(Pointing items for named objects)

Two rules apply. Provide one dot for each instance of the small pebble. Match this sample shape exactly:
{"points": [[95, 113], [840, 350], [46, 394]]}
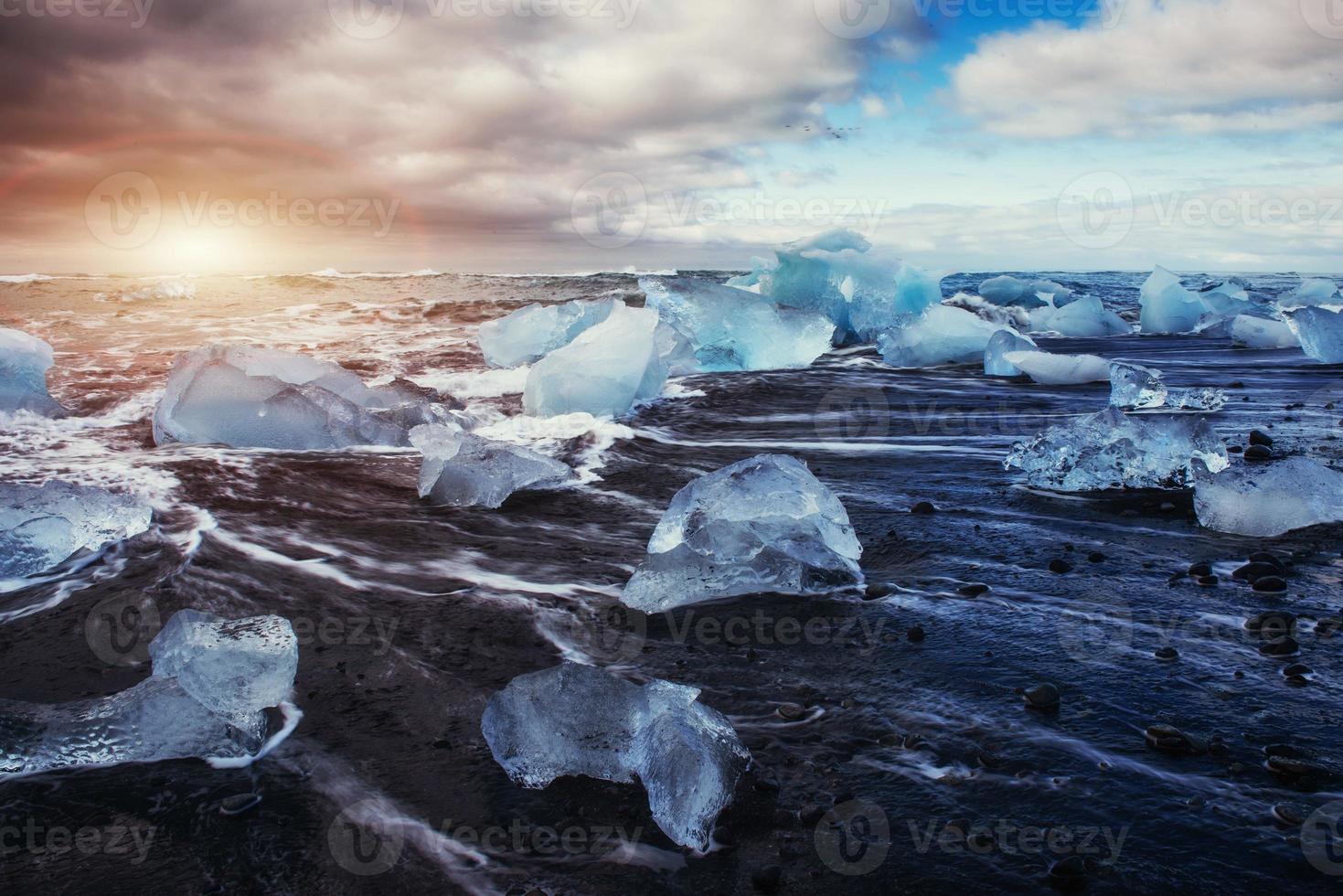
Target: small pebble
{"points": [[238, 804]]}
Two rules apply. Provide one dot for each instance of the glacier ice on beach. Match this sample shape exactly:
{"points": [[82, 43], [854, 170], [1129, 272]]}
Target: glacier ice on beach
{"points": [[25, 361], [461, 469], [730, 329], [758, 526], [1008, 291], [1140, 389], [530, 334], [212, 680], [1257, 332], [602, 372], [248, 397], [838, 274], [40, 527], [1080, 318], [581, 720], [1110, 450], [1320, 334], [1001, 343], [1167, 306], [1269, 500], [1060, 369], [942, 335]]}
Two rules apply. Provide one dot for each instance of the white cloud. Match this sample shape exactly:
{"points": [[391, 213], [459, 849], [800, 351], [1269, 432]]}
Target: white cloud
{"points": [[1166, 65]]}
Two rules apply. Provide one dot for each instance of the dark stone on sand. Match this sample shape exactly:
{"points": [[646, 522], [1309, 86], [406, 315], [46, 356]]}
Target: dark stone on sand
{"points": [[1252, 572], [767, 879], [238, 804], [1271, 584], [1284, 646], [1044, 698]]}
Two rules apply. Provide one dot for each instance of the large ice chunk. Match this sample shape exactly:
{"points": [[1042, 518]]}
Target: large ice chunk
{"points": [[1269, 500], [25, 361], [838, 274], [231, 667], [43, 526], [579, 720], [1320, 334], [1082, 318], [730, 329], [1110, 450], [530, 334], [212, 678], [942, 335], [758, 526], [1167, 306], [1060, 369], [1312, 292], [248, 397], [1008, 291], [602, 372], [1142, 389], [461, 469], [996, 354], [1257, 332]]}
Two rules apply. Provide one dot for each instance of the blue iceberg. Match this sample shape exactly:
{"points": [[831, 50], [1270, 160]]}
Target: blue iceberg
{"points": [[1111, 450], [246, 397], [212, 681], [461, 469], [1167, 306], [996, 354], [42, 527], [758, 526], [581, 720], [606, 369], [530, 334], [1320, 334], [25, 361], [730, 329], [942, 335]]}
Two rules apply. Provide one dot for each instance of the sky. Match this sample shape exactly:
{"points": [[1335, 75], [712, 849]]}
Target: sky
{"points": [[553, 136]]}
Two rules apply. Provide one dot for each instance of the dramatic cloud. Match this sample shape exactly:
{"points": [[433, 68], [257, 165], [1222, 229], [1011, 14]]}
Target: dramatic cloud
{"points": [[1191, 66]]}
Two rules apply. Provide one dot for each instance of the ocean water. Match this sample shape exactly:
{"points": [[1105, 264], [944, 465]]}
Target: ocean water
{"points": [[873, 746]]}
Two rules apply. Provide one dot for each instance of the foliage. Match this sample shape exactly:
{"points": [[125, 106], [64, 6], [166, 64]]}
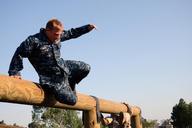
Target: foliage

Problem requirements. Recast every line of the items above as a JSON list of strings, one string per line, skipping blank lines. Leave the pictures out.

Exercise result.
[
  "Two rules apply. Provide one dot for each instance of the small pebble. Match this sample shape exactly:",
  "{\"points\": [[95, 113], [840, 350], [46, 394]]}",
  "Target: small pebble",
  "{\"points\": [[238, 804]]}",
  "Two rules apply. Provide one dot for each instance of the glacier ice on beach. Match this sample shape exactly:",
  "{\"points\": [[82, 43], [854, 170], [1129, 272]]}",
  "Target: glacier ice on beach",
  "{\"points\": [[25, 361], [461, 469], [730, 329], [758, 526], [1008, 291], [1140, 389], [530, 334], [212, 680], [1257, 332], [602, 372], [248, 397], [838, 274], [40, 527], [1080, 318], [581, 720], [1110, 450], [1320, 334], [1001, 343], [1167, 306], [1269, 500], [1060, 369], [942, 335]]}",
  "Two rules apply. Provide one dot for each instance of the white cloud. Match this sample shape exactly:",
  "{\"points\": [[391, 213], [459, 849], [800, 351], [1269, 432]]}",
  "Target: white cloud",
  "{\"points\": [[1166, 65]]}",
  "Two rules apply. Provide one dot for each instance of the dark stone on sand. Match this sample shape exactly:",
  "{\"points\": [[646, 522], [1309, 86], [406, 315], [46, 356]]}",
  "Target: dark stone on sand",
  "{\"points\": [[1252, 572], [767, 879], [238, 804], [1271, 584], [1284, 646], [1044, 698]]}",
  "Two rules apply. Provide one dot for each instance of the large ice chunk. Match this sample shape exactly:",
  "{\"points\": [[1042, 518]]}",
  "Target: large ice chunk",
  "{\"points\": [[1269, 500], [25, 361], [838, 274], [231, 667], [43, 526], [579, 720], [1320, 334], [1082, 318], [730, 329], [1110, 450], [530, 334], [212, 678], [942, 335], [758, 526], [1167, 306], [1060, 369], [1312, 292], [248, 397], [1008, 291], [602, 372], [1142, 389], [461, 469], [996, 354], [1257, 332]]}",
  "Two rules apply. Provide one dot for each instance of the blue iceberg. Match this sample shape exactly:",
  "{\"points\": [[831, 50], [1270, 160]]}",
  "Target: blue iceberg",
  "{\"points\": [[1111, 450], [246, 397], [212, 681], [461, 469], [1167, 306], [996, 354], [42, 527], [758, 526], [581, 720], [606, 369], [530, 334], [1320, 334], [25, 361], [730, 329], [942, 335]]}",
  "Two rules apply. Provide one dot for each instance of the sky. Match this sample shape exactly:",
  "{\"points\": [[1335, 75], [712, 849]]}",
  "Target: sky",
  "{\"points\": [[553, 136]]}",
  "Two rules apply. Provide one dot for each instance of the dramatic cloud. Match this sample shape exactly:",
  "{\"points\": [[433, 68], [257, 165], [1222, 229], [1011, 14]]}",
  "Target: dramatic cloud",
  "{\"points\": [[1191, 66]]}",
  "Two rules apply. Provide one dot for each instance of the ocean water. Match this sample shape exactly:",
  "{\"points\": [[1105, 264], [944, 465]]}",
  "Target: ocean water",
  "{\"points\": [[873, 746]]}",
  "Two rules apply. Provide one dot for each instance of the foliage. Match this sample shape exactly:",
  "{\"points\": [[125, 106], [64, 6], [166, 64]]}",
  "Target: foliage"
]